- **Given request**: Return, unchanged, everything from the line containing "In the picture below, where can the person" down to the end of the records below.

- **Data to use**:

****

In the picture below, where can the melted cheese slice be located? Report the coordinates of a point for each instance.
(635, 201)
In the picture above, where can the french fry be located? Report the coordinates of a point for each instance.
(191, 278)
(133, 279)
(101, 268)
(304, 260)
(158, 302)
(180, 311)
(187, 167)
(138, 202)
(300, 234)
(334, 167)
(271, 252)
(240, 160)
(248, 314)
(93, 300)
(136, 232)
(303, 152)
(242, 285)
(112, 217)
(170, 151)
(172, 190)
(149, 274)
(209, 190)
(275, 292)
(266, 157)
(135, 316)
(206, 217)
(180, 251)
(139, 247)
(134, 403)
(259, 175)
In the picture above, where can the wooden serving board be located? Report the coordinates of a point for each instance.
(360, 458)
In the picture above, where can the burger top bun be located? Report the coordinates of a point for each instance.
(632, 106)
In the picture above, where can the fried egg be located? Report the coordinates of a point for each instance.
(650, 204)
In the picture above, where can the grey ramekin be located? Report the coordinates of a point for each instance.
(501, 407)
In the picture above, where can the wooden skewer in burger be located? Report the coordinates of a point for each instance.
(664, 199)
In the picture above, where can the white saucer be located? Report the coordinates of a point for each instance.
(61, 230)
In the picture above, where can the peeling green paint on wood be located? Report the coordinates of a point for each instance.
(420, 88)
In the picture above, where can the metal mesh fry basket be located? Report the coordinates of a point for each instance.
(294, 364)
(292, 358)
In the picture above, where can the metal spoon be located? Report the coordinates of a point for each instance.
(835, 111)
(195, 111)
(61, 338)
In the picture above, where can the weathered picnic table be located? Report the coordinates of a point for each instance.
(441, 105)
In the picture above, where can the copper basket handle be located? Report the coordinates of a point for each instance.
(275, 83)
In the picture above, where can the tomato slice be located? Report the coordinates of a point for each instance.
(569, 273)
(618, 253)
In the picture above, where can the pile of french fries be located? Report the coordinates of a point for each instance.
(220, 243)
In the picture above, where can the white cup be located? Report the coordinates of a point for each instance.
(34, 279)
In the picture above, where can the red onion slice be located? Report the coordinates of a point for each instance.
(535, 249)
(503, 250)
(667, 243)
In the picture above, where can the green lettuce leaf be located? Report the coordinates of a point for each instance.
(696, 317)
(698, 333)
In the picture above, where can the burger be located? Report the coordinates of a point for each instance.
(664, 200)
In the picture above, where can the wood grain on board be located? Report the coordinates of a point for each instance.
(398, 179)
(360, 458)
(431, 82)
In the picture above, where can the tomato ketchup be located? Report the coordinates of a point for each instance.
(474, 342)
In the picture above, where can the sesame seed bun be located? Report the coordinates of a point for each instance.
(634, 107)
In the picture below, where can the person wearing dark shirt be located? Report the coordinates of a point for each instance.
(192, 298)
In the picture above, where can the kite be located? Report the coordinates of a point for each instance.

****

- **Result for this exercise**:
In the picture below, where can the person wearing dark shirt be located? Report the coordinates of a point for each instance.
(192, 298)
In the picture above, where can the kite be located? Report the coordinates of a point for each instance.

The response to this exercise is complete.